### [Stored dataset items]
>> START

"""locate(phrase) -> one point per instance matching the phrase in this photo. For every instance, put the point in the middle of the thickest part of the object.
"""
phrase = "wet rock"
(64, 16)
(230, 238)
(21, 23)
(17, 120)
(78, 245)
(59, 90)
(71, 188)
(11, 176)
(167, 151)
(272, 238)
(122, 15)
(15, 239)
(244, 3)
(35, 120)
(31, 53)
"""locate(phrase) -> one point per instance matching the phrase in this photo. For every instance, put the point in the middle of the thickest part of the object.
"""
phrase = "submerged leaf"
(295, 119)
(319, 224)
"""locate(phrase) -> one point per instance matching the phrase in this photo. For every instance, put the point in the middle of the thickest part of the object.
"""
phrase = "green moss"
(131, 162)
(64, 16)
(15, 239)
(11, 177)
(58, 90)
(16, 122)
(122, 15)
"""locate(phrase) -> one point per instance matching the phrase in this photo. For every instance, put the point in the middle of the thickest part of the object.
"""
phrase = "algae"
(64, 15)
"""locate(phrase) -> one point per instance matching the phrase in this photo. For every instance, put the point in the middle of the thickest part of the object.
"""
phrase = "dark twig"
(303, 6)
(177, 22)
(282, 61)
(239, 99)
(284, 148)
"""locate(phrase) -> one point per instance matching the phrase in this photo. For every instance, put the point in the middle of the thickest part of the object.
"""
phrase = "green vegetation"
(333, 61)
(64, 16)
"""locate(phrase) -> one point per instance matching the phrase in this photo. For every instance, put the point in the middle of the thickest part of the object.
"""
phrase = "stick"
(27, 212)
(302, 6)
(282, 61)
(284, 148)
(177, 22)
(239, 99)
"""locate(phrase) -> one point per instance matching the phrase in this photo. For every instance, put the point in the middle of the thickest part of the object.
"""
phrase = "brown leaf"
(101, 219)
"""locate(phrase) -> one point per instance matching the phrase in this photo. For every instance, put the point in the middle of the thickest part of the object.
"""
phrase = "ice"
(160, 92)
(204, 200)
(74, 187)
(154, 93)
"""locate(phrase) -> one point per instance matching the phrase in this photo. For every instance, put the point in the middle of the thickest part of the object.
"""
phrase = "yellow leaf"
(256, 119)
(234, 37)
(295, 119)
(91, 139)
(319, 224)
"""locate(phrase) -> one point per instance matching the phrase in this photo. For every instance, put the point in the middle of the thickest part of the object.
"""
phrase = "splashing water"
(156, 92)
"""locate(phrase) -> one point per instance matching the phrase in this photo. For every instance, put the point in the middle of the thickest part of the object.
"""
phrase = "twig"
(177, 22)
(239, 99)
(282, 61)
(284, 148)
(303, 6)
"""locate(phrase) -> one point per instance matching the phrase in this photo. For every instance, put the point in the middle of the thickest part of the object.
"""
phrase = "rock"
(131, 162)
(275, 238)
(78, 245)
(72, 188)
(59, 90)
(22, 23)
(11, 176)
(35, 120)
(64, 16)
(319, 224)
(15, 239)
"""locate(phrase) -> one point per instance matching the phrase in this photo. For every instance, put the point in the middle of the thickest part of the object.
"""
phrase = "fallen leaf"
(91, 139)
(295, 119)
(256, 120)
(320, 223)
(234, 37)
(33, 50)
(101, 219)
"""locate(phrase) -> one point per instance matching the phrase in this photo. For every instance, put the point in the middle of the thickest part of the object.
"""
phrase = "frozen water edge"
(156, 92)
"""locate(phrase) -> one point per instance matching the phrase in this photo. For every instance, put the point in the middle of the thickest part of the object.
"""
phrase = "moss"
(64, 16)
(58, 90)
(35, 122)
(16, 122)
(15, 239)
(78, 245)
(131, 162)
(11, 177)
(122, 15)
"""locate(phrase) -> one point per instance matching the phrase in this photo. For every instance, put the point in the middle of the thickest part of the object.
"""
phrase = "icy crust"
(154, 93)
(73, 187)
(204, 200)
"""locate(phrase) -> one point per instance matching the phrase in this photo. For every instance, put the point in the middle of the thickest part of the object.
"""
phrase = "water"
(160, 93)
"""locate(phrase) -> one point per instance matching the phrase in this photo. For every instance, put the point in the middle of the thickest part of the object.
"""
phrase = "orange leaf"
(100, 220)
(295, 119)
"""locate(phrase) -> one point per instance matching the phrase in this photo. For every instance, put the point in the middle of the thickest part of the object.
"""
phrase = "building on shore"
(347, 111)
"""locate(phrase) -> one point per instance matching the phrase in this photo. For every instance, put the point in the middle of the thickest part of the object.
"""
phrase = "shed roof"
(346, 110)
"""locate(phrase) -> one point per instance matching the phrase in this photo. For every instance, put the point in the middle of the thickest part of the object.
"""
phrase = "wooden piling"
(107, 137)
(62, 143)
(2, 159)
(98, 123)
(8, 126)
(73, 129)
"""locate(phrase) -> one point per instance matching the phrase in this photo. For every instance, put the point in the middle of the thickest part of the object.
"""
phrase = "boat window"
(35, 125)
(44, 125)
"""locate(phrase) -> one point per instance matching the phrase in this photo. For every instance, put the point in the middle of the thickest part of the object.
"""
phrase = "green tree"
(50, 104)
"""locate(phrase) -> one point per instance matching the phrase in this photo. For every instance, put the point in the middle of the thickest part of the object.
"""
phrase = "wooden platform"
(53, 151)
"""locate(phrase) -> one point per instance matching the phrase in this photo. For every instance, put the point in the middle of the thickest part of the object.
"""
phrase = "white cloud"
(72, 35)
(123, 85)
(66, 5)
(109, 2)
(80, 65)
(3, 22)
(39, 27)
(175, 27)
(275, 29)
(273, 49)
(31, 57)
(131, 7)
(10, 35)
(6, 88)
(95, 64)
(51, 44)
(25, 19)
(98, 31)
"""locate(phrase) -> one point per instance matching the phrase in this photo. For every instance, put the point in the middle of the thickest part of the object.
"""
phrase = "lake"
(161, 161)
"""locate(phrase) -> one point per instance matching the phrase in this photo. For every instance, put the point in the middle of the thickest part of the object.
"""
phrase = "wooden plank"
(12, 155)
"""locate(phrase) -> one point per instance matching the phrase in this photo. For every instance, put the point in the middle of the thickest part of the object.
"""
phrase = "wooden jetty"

>> END

Output an exact copy of each record.

### [Solution to this problem]
"""locate(phrase) -> one point per instance matching the phrase in this photo. For every instance, put the point in the middle of the thickest part of the object.
"""
phrase = "wet rock"
(64, 16)
(230, 238)
(21, 23)
(17, 120)
(78, 245)
(59, 90)
(71, 188)
(11, 176)
(167, 151)
(272, 238)
(122, 15)
(15, 239)
(244, 3)
(35, 120)
(31, 53)
"""locate(phrase) -> one point per instance matching the phrase in this photo. For every instance, put the point in the middle of the thickest part of the object.
"""
phrase = "submerged leaf"
(295, 119)
(319, 224)
"""locate(phrase) -> one point per instance matching the phrase in this photo. For every instance, put the point in the middle of the thickest part of the object.
"""
phrase = "green moss"
(131, 162)
(64, 16)
(15, 239)
(11, 177)
(58, 90)
(16, 122)
(122, 15)
"""locate(phrase) -> one point per instance matching the phrase in this photo. For every instance, put the point in the middle of the thickest part of the object.
"""
phrase = "algae"
(64, 15)
"""locate(phrase) -> one point per instance matching the phrase in this photo. For every instance, put the point in the middle of the thickest part of the object.
"""
phrase = "dark twig"
(303, 6)
(177, 22)
(282, 61)
(239, 99)
(284, 148)
"""locate(phrase) -> one point per instance matching the phrase in this photo. For every instance, put the point in the middle of the thickest part of the object.
"""
phrase = "green vegetation"
(333, 61)
(64, 16)
"""locate(phrase) -> one point per instance matching the phrase in this photo. For every instance, put the point in the middle of the thickest part of the object.
"""
phrase = "stick"
(27, 212)
(302, 6)
(282, 61)
(284, 148)
(177, 22)
(239, 99)
"""locate(phrase) -> one point per instance matching the phrase in this photo. For every instance, put the point in the middle of the thickest part of the object.
"""
phrase = "brown leaf"
(101, 219)
"""locate(phrase) -> one point per instance matching the phrase in this photo. For every instance, put the point in the middle of the thickest part of the object.
"""
phrase = "ice"
(160, 92)
(204, 200)
(74, 187)
(154, 93)
"""locate(phrase) -> one point per instance matching the phrase in this photo. For every instance, put the point in the middle of the thickest part of the object.
"""
phrase = "yellow leaf"
(256, 119)
(234, 37)
(295, 119)
(91, 139)
(319, 224)
"""locate(phrase) -> one point per instance matching the phrase in this photo. For every instance, put the point in the middle of the thickest part of the object.
"""
phrase = "splashing water"
(156, 92)
"""locate(phrase) -> one point per instance matching the phrase in this photo. For every instance, put the point in the middle of the thickest part of the object.
"""
phrase = "twig"
(177, 22)
(239, 99)
(282, 61)
(284, 148)
(303, 6)
"""locate(phrase) -> one point per instance matching the phrase in this photo. For every instance, put the point in the middle of the thickest part of the object.
"""
phrase = "rock"
(131, 162)
(275, 238)
(78, 245)
(72, 188)
(59, 90)
(22, 23)
(11, 176)
(35, 120)
(64, 16)
(319, 224)
(15, 239)
"""locate(phrase) -> one point per instance matching the phrase in this photo. For every instance, put the point in the middle of the thickest part of the object.
"""
phrase = "fallen leaf"
(91, 139)
(295, 119)
(256, 120)
(320, 223)
(234, 37)
(33, 50)
(101, 219)
"""locate(phrase) -> one point per instance matching the phrase in this photo. For every instance, put the point in the middle of the thickest part of the object.
"""
phrase = "frozen water edge"
(156, 92)
"""locate(phrase) -> one point per instance matching the phrase in this photo. For every instance, put the point in the middle of the thickest part of the object.
"""
phrase = "moss"
(64, 16)
(58, 90)
(35, 122)
(16, 122)
(15, 239)
(78, 245)
(131, 162)
(11, 177)
(122, 15)
"""locate(phrase) -> one point per instance matching the phrase in this photo. For every instance, put the point in the middle of the thickest part of the object.
"""
phrase = "icy crust"
(154, 93)
(73, 187)
(204, 200)
"""locate(phrase) -> one point per instance matching the phrase in this photo. For every instance, put the point in the middle of the thickest part of the object.
"""
phrase = "water"
(160, 93)
"""locate(phrase) -> one point per instance matching the phrase in this photo. For every instance, put the point in the middle of the thickest part of the object.
"""
phrase = "orange leaf"
(100, 220)
(295, 119)
"""locate(phrase) -> one point per instance matching the phrase in this photo. For every instance, put the point in the middle of the thickest part of the object.
"""
phrase = "building on shore"
(347, 111)
"""locate(phrase) -> one point per instance matching the phrase in this photo. For every instance, put the point in the middle of the thickest part of the object.
"""
phrase = "shed roof"
(346, 110)
"""locate(phrase) -> one point per instance matching the phrase in this photo. For every instance, put the point in the middle of the thickest part of the object.
"""
phrase = "wooden piling"
(107, 137)
(62, 143)
(2, 159)
(98, 123)
(8, 126)
(73, 129)
"""locate(phrase) -> one point per instance matching the phrase in this photo. For every instance, put the point in the middle of the thickest part of the object.
"""
phrase = "boat window"
(35, 125)
(44, 125)
"""locate(phrase) -> one point per instance matching the phrase in this photo. For every instance, put the point in the middle of the thickest part of the object.
"""
phrase = "green tree"
(50, 104)
"""locate(phrase) -> one point per instance matching the phrase in this photo. For every instance, put the point in the middle of the thickest part of the object.
"""
phrase = "wooden platform"
(53, 151)
"""locate(phrase) -> one point per instance matching the phrase in this photo. For every instance, put the point in the middle of the thickest part of the object.
"""
phrase = "white cloud"
(72, 35)
(123, 85)
(66, 5)
(109, 2)
(80, 65)
(3, 22)
(39, 27)
(175, 27)
(275, 29)
(273, 49)
(31, 57)
(131, 7)
(10, 35)
(6, 88)
(95, 64)
(51, 44)
(25, 19)
(98, 31)
"""locate(phrase) -> one point per instance matching the phrase in this photo. For every instance, put the point in the middle of the thickest part of the object.
"""
phrase = "lake"
(161, 161)
"""locate(phrase) -> one point per instance matching the phrase in this photo. For every instance, put the point in the middle of the thickest part of the object.
"""
phrase = "wooden plank"
(12, 155)
"""locate(phrase) -> one point per instance matching the phrase in this photo. For every instance, put the point in the middle of the thickest part of the object.
"""
phrase = "wooden jetty"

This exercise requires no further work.